▶ Text
----------------------------------------

Environmental Sensor:

• Chip: Bosch Sensortec BME680
• I²C Address: 0x76
• Communication: I²C bus
• Measurement Capabilities:
  • Temperature: ±0.5°C accuracy (0-65°C)
  • Humidity: ±3% RH accuracy (20-80% RH)
  • Pressure: ±1 hPa accuracy (300-1100 hPa)
• Integration: Single digital sensor with internal compensation

Measurement Parameters:

• Temperature Range: -40°C to +85°C
• Humidity Range: 0-100% RH
• Pressure Range: 300-1100 hPa
• Update Rate: Configurable (default 2000ms intervals)

Channel Naming Convention

All channels follow the naming pattern: {ModuleIndex}.ESH10000517.{ChannelName}

Where:

• {ModuleIndex} is the position of the module in the system (e.g., 0, 1, 2...)
• ESH10000517 is the module type identifier
• {ChannelName} is the specific capability name from the table below

Example: Module at position 0, temperature reading would be: 0.ESH10000517.READ_TEMPERATURE

Note: Module name format is ENV{index} where index increments for each environment module in the system.

User-Accessible Channels

Total User Channels: 30 (1 instrument + 4 configuration + 9 temperature + 9 pressure + 6 humidity + 1 calibration)

Channel Configuration

Measurement Interval Configuration

Configure autonomous measurement rate:

SetValues(
    new[] { "0.ESH10000517.MEASUREMENT_INTERVAL" },
    new[] { "1000" }  // 1000ms (1 second) interval
);

Sample Depth Configuration

Configure averaging buffer size:

SetValues(
    new[] { "0.ESH10000517.SAMPLE_DEPTH" },
    new[] { "10" }  // Average over 10 samples
);

Note: Peak values are not calculated until the sample depth has been reached.

Clear Peak Values

Reset all peak tracking and sample buffers:

SetValues(
    new[] { "0.ESH10000517.CLEAR_VALUES" },
    new[] { "true" }  // Clear all peaks and buffers
);

Programming Interface

Read Environmental Parameters:

// Read current temperature
string[] temp = GetValues(new[] { "0.ESH10000517.READ_TEMPERATURE" });
double temperatureC = double.Parse(temp[0]);
Console.WriteLine($"Temperature: {temperatureC}°C");

// Read humidity
string[] humidity = GetValues(new[] { "0.ESH10000517.READ_REL_HUMIDITY" });
double humidityRH = double.Parse(humidity[0]);
Console.WriteLine($"Humidity: {humidityRH}%RH");

// Read pressure
string[] pressure = GetValues(new[] { "0.ESH10000517.READ_PRESSURE" });
double pressurePa = double.Parse(pressure[0]);
Console.WriteLine($"Pressure: {pressurePa} Pa ({pressurePa / 100.0} hPa)");

Read Calculated Parameters:

// Read dew point
string[] dewpoint = GetValues(new[] { "0.ESH10000517.READ_DEWPOINT" });
double dewpointC = double.Parse(dewpoint[0]);
Console.WriteLine($"Dew Point: {dewpointC}°C");

// Read heat index (apparent temperature)

----------------------------------------

▶ Location identification records
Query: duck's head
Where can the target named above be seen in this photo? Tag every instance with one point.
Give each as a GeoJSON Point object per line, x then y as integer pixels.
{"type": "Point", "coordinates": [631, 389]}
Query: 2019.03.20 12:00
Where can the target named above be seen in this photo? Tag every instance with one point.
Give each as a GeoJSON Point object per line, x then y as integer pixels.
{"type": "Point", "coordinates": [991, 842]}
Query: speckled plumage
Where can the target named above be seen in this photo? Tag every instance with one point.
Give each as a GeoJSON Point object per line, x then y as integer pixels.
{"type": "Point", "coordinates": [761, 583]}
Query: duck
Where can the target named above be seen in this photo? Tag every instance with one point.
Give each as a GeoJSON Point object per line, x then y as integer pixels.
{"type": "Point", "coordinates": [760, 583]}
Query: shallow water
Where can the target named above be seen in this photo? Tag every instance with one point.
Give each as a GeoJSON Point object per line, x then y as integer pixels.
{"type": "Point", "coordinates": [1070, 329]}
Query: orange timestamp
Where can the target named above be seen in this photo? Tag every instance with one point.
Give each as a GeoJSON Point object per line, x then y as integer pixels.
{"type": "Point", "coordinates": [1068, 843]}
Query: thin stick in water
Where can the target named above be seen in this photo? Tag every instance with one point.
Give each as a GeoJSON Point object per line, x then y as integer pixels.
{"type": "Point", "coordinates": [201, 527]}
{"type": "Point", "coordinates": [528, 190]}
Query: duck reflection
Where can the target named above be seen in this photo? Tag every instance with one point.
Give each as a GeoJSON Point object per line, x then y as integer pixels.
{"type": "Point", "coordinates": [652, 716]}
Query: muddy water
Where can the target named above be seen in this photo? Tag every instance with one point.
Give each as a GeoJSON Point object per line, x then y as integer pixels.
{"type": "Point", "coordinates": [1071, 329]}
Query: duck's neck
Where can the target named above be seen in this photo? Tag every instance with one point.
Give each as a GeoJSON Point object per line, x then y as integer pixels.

----------------------------------------

▶ Exercise directions
In the environmental sensor text, what module type identifier appears in every channel name?

▶ Solution for this exercise
ESH10000517